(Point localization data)
==========
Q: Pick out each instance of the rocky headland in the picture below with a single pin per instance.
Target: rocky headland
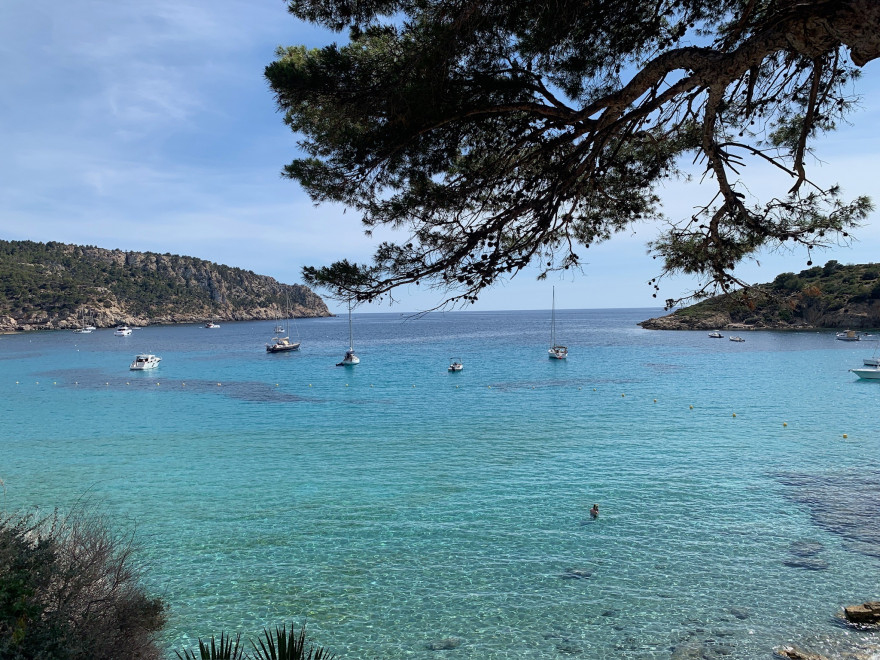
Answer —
(52, 286)
(833, 296)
==========
- DIRECTIONS
Among the lines above, find those with the word "rocky" and list them.

- WRITTEN RESPONSE
Q: Pick out each instance of the rocky headland in the picture below with a single pin per instance.
Target: rocky headland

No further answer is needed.